▶ _TO DO_
Without changing a single word, output each entry.

▶ _Stored records_

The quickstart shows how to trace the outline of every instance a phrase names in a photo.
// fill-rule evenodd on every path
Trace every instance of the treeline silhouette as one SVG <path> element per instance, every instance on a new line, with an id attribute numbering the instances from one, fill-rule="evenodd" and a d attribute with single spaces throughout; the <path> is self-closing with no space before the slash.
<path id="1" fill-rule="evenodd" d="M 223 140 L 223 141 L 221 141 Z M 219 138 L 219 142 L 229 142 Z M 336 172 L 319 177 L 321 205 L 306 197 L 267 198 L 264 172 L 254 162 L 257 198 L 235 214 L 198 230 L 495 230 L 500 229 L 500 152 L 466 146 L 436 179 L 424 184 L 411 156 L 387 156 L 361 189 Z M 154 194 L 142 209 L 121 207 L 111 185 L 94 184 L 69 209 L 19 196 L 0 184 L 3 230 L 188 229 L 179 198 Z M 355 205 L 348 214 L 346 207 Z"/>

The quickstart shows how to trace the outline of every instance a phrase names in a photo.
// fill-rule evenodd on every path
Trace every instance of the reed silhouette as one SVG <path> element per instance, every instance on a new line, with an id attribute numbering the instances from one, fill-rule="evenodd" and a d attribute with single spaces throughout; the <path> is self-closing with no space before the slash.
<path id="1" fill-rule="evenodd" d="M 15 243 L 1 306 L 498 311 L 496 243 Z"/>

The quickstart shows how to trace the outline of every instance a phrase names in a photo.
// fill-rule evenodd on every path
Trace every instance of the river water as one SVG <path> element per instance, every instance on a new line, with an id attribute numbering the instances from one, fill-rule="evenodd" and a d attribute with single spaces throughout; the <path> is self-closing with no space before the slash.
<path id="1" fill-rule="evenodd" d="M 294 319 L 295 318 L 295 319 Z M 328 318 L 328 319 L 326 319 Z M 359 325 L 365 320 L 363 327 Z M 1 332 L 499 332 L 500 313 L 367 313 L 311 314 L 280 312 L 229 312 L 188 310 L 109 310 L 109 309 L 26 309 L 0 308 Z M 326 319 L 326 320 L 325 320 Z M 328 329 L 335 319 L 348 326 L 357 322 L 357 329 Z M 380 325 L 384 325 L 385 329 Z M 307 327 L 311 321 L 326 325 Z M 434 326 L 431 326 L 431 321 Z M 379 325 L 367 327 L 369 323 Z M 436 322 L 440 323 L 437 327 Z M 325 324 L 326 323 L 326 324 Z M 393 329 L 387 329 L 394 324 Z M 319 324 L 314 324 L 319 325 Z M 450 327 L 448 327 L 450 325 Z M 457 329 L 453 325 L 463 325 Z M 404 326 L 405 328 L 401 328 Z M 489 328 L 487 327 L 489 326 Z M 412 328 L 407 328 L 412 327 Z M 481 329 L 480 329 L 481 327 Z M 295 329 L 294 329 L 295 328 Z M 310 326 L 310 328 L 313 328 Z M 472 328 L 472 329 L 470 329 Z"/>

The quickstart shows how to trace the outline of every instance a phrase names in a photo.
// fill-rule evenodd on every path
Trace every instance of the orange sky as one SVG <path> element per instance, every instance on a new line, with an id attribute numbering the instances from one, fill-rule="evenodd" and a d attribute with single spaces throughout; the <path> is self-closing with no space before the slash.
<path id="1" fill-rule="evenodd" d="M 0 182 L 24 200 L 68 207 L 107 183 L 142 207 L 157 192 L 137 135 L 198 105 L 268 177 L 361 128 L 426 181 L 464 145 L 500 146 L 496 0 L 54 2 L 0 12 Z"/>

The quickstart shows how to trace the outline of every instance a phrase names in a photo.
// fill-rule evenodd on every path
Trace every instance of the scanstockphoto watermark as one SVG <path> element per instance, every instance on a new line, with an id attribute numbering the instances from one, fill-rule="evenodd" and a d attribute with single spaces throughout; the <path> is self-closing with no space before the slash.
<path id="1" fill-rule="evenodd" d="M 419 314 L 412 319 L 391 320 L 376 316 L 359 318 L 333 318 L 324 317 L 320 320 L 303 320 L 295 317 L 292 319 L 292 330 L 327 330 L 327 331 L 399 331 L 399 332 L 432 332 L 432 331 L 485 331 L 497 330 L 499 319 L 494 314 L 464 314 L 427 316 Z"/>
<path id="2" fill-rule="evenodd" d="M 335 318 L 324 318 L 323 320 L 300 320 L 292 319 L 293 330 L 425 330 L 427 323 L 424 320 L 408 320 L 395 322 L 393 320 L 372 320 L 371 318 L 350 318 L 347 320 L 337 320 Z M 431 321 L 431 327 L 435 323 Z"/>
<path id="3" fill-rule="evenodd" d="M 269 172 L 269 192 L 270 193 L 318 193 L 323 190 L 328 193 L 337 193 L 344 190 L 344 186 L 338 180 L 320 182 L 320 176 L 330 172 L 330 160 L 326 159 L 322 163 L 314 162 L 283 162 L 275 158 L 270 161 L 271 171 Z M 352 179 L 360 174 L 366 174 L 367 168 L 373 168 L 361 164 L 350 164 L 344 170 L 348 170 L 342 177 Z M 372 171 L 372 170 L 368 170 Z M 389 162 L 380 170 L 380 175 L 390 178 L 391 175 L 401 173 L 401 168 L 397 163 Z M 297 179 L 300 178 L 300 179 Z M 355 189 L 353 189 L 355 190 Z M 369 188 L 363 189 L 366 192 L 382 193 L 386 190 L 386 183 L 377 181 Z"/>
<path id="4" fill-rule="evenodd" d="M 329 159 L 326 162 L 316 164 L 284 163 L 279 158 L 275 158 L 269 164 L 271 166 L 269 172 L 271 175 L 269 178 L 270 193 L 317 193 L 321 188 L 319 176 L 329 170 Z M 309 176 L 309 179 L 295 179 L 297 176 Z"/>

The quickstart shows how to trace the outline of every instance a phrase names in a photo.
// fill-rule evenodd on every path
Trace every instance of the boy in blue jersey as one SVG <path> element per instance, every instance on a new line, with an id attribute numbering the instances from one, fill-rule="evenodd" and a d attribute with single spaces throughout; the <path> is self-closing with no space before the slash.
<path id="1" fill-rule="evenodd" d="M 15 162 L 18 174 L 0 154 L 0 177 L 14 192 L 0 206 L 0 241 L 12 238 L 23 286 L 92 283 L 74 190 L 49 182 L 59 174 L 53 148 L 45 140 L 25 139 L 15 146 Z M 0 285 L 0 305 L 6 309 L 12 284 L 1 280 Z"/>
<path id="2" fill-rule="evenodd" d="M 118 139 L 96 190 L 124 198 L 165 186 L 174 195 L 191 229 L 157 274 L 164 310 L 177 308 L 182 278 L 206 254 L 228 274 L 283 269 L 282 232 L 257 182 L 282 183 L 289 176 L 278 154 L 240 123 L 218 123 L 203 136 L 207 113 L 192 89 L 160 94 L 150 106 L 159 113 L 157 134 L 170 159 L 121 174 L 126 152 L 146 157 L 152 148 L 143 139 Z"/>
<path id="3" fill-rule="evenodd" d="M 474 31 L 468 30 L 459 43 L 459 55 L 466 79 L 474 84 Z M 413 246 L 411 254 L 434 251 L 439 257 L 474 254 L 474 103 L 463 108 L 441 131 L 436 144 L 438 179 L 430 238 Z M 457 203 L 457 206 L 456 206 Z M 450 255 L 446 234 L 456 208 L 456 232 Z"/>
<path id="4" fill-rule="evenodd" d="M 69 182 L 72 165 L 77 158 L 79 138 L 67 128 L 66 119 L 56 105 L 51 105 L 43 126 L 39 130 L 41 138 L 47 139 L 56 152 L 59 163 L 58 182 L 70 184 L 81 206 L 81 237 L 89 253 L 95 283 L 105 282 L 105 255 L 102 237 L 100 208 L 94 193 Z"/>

▶ _SOLVED PROBLEM_
The quickstart shows how to trace the outline of every instance a phrase names in a photo.
// fill-rule evenodd on every path
Trace every instance of the treeline silhouette as one SVG <path> element per instance, every instance on a new line, with an id attribute numbering the instances from one, fill-rule="evenodd" and a d attribute with single spaces throughout; the <path> is self-closing with no space before the slash.
<path id="1" fill-rule="evenodd" d="M 223 140 L 223 141 L 221 141 Z M 219 138 L 219 142 L 229 142 Z M 336 172 L 319 177 L 321 205 L 306 197 L 267 198 L 264 172 L 254 162 L 257 198 L 235 214 L 198 230 L 495 230 L 500 229 L 500 152 L 466 146 L 436 179 L 424 184 L 411 156 L 387 156 L 361 189 Z M 154 194 L 142 209 L 121 207 L 111 185 L 94 184 L 69 209 L 19 196 L 0 184 L 3 230 L 188 229 L 179 198 Z M 355 205 L 348 214 L 346 207 Z"/>

The quickstart shows how to trace the outline of every instance a phrase names in a photo.
// fill-rule evenodd on every path
Trace every instance of the reed silhouette as one SVG <path> element per instance, every instance on a new line, with an id attribute numbering the instances from one, fill-rule="evenodd" and a d attribute with single spaces throughout; the <path> is self-closing with no space before the slash.
<path id="1" fill-rule="evenodd" d="M 15 243 L 1 306 L 498 311 L 496 243 Z"/>

The quickstart shows how to trace the outline of every instance a phrase names in a photo.
// fill-rule evenodd on every path
Trace every instance of the river water as one SVG <path> element per instance, every instance on a new line, with an id attribute numbering the instances from one, fill-rule="evenodd" and a d attribute with single spaces throughout; the <path> is self-closing with no space before the slash.
<path id="1" fill-rule="evenodd" d="M 294 319 L 295 318 L 295 319 Z M 328 318 L 328 319 L 326 319 Z M 359 325 L 365 320 L 363 327 Z M 1 332 L 499 332 L 500 313 L 367 313 L 311 314 L 280 312 L 229 312 L 188 310 L 109 310 L 109 309 L 26 309 L 0 308 Z M 326 319 L 326 320 L 325 320 Z M 328 329 L 335 319 L 348 326 L 357 322 L 357 329 Z M 380 325 L 384 325 L 385 329 Z M 307 327 L 311 321 L 326 325 Z M 434 326 L 431 326 L 431 321 Z M 379 325 L 367 327 L 369 323 Z M 436 322 L 440 323 L 437 327 Z M 325 324 L 326 323 L 326 324 Z M 393 329 L 387 329 L 394 324 Z M 319 324 L 314 324 L 319 325 Z M 450 327 L 448 327 L 450 325 Z M 457 329 L 453 325 L 463 325 Z M 404 326 L 405 328 L 401 328 Z M 489 328 L 487 327 L 489 326 Z M 412 328 L 407 328 L 412 327 Z M 481 329 L 480 329 L 481 327 Z M 295 329 L 294 329 L 295 328 Z M 310 326 L 310 328 L 313 328 Z M 472 328 L 472 329 L 470 329 Z"/>

The quickstart shows how to trace the outline of every instance a phrase names in a photo.
// fill-rule evenodd on every path
Trace every instance of the orange sky as one SVG <path> element per instance, every instance on a new line, with an id attribute numbering the instances from one, fill-rule="evenodd" and a d attribute with single spaces throughout; the <path> is self-closing with no space before the slash.
<path id="1" fill-rule="evenodd" d="M 0 182 L 24 200 L 68 207 L 107 183 L 142 207 L 157 192 L 137 135 L 198 105 L 268 177 L 361 128 L 426 181 L 464 145 L 500 146 L 496 0 L 54 2 L 0 12 Z"/>

The quickstart shows how to trace the outline of every instance a phrase names in a photo.
// fill-rule evenodd on every path
Trace every instance of the scanstockphoto watermark as one SVG <path> element per instance, every instance on a new line, with an id attribute numbering the instances from one, fill-rule="evenodd" and a d attribute with single spaces throughout; the <path> is self-closing with no space before the slash.
<path id="1" fill-rule="evenodd" d="M 419 314 L 412 319 L 391 320 L 376 316 L 359 318 L 333 318 L 324 317 L 320 320 L 303 320 L 295 317 L 292 319 L 292 330 L 327 330 L 327 331 L 399 331 L 399 332 L 432 332 L 432 331 L 485 331 L 497 330 L 499 319 L 494 314 L 464 314 L 427 316 Z"/>
<path id="2" fill-rule="evenodd" d="M 335 318 L 324 318 L 323 320 L 300 320 L 292 319 L 293 330 L 425 330 L 427 323 L 424 320 L 408 320 L 395 322 L 393 320 L 372 320 L 371 318 L 350 318 L 347 320 L 337 320 Z M 431 321 L 431 327 L 435 323 Z"/>
<path id="3" fill-rule="evenodd" d="M 269 172 L 269 192 L 270 193 L 318 193 L 323 190 L 328 193 L 337 193 L 344 190 L 344 186 L 338 180 L 320 182 L 320 176 L 330 172 L 330 160 L 326 159 L 322 163 L 314 162 L 283 162 L 275 158 L 270 161 L 271 171 Z M 352 179 L 360 174 L 366 174 L 367 168 L 373 168 L 361 164 L 350 164 L 344 170 L 348 170 L 342 177 Z M 372 171 L 372 170 L 368 170 Z M 389 162 L 380 170 L 380 175 L 390 178 L 391 175 L 401 173 L 401 168 L 397 163 Z M 297 179 L 300 178 L 300 179 Z M 355 189 L 353 189 L 355 190 Z M 369 188 L 363 189 L 366 192 L 382 193 L 386 190 L 386 183 L 377 181 Z"/>
<path id="4" fill-rule="evenodd" d="M 329 159 L 326 162 L 316 164 L 284 163 L 279 158 L 275 158 L 269 164 L 271 166 L 269 172 L 271 175 L 269 178 L 270 193 L 317 193 L 321 188 L 319 176 L 329 170 Z M 309 176 L 309 179 L 295 179 L 297 176 Z"/>

The quickstart shows how to trace the outline of every instance a phrase names in a photo.
// fill-rule evenodd on every path
Trace every instance of the boy in blue jersey as one SVG <path> element per instance, every instance on a new line, with an id attribute numbering the instances from one, fill-rule="evenodd" and a d attribute with single spaces throughout; the <path> is self-closing with no space before the slash.
<path id="1" fill-rule="evenodd" d="M 15 162 L 18 174 L 0 154 L 0 177 L 14 192 L 0 206 L 0 241 L 12 238 L 23 286 L 92 283 L 74 190 L 49 182 L 59 174 L 53 148 L 45 140 L 25 139 L 15 146 Z M 0 285 L 0 305 L 6 309 L 12 284 L 1 280 Z"/>
<path id="2" fill-rule="evenodd" d="M 118 139 L 96 190 L 124 198 L 165 186 L 174 195 L 191 229 L 157 274 L 164 310 L 177 308 L 182 278 L 206 254 L 228 274 L 283 269 L 282 232 L 257 182 L 282 183 L 289 176 L 278 154 L 240 123 L 218 123 L 203 136 L 207 113 L 192 89 L 160 94 L 150 106 L 159 113 L 157 134 L 170 159 L 121 174 L 126 152 L 146 157 L 152 148 L 143 139 Z"/>
<path id="3" fill-rule="evenodd" d="M 474 31 L 468 30 L 459 43 L 459 55 L 466 79 L 474 84 Z M 413 246 L 411 254 L 434 251 L 439 257 L 474 254 L 474 103 L 463 108 L 441 131 L 436 144 L 438 179 L 430 238 Z M 457 203 L 457 206 L 456 206 Z M 450 255 L 446 234 L 456 208 L 456 232 Z"/>
<path id="4" fill-rule="evenodd" d="M 69 182 L 72 165 L 77 158 L 79 138 L 67 128 L 66 119 L 56 105 L 51 105 L 43 126 L 39 130 L 41 138 L 47 139 L 56 152 L 59 163 L 58 182 L 70 184 L 81 206 L 81 237 L 89 253 L 95 283 L 105 282 L 105 255 L 102 237 L 100 208 L 94 193 Z"/>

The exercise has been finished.